▸ **Text extract**:
Nine months after the launch of Apple News+ it is safe to say the latest platform initiative is not a cure-all for publishers’ business model issues.

Of course, this time around publishers entered Apple News+ with realistic expectations. But the early results so far indicate that Apple’s move to offer a paid subscription service for news is having little impact on the bottom lines of publishers.  While Apple News+ has helped with generating some additional revenue and reaching more international audiences, publishers indicate that the revenue generated from the initiative is, to date, modest.

“We’re happy to be on there because it’s another way to increase subscription revenue, but it’s not like it’s a huge boon for our business or anything like that,” one magazine exec said. To emphasize the point, this exec added: “It’s not really relevant.”

The publisher said that the revenue of being on Apple News+ isn’t much, less than $20,000 a month, but the desire to keep up subscription revenue and numbers keeps the company in it. It’s additive, but not by much, but it’s enough to consider renewing the contract next year, she said.

Stored dataset items
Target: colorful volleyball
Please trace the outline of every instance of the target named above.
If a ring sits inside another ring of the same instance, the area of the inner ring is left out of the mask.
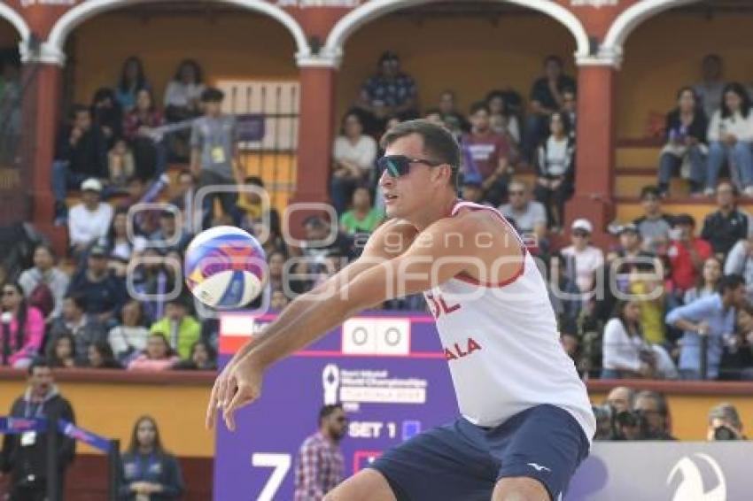
[[[261,244],[235,227],[203,231],[186,249],[186,284],[197,299],[213,308],[239,308],[256,299],[266,270]]]

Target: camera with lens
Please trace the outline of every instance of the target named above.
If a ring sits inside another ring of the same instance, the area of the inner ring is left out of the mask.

▸ **Problems to solve**:
A - Reproduce a passage of the Apple News+ article word for word, beginning at the words "Nine months after" and stopping after "to date, modest.".
B - According to the Apple News+ article, why does the publisher stay on the platform even though it earns less than $20,000 a month there? Answer in one to three sentences.
C - Continue the Apple News+ article from the point where it stops.

▸ **Answers provided**:
A -
Nine months after the launch of Apple News+ it is safe to say the latest platform initiative is not a cure-all for publishers’ business model issues.

Of course, this time around publishers entered Apple News+ with realistic expectations. But the early results so far indicate that Apple’s move to offer a paid subscription service for news is having little impact on the bottom lines of publishers.  While Apple News+ has helped with generating some additional revenue and reaching more international audiences, publishers indicate that the revenue generated from the initiative is, to date, modest.

B - The publisher stays because it wants to keep up its subscription revenue and numbers. The income is small but additive, enough that the company is considering renewing the contract next year.

C -
MoAna Luu, chief content and creative officer of Essence, said increasing subscriptions was a primary reason why Essence joined Apple News+ and, so far, is “encouraged” by the results, but didn’t say how many subscriptions Essences has added because of Apple News+. Luu did say Apple News+ is helping Essence grow its audience outside of the U.S.

“I think the jury is out,” said Roger Lynch, Condé Nast CEO said at Code Media in November, about Apple News+. “I think that … the paid side of it has had some adoption and I think Apple will continue to focus on that. Whether it’s good for publishers like us or not is to be determined.”

For a monthly subscription price of $9.99 in the U.S., $12.99 in Canada and £9.99 ($12.29) in the U.K., subscribers have access to hundreds of publishers and publishers can make money from participating. But the math behind how much publishers get paid isn’t always the clearest or predictable: Apple keeps 50% and the remaining revenue is split among publishers based on the “dwell time” or amount of time readers spend with each publisher’s content.

Just 48 hours after launch, Apple reported it had gotten 200,000 subscriptions for Apple News+, but since then no new subscription numbers have been released. A CNBC report from last month said Apple has struggled to increase subscriptions for Apple News+, and last month Bloomberg reported the company is considering bundling Apple News+ with Apple TV+ and Apple Music.

The publisher Digiday spoke to for this piece said she might be open to a bundling of Apple’s premium news and entertainment services for attracting new audiences, but wondered what the pricing might be like.

Apple did not return a request for comment by press time.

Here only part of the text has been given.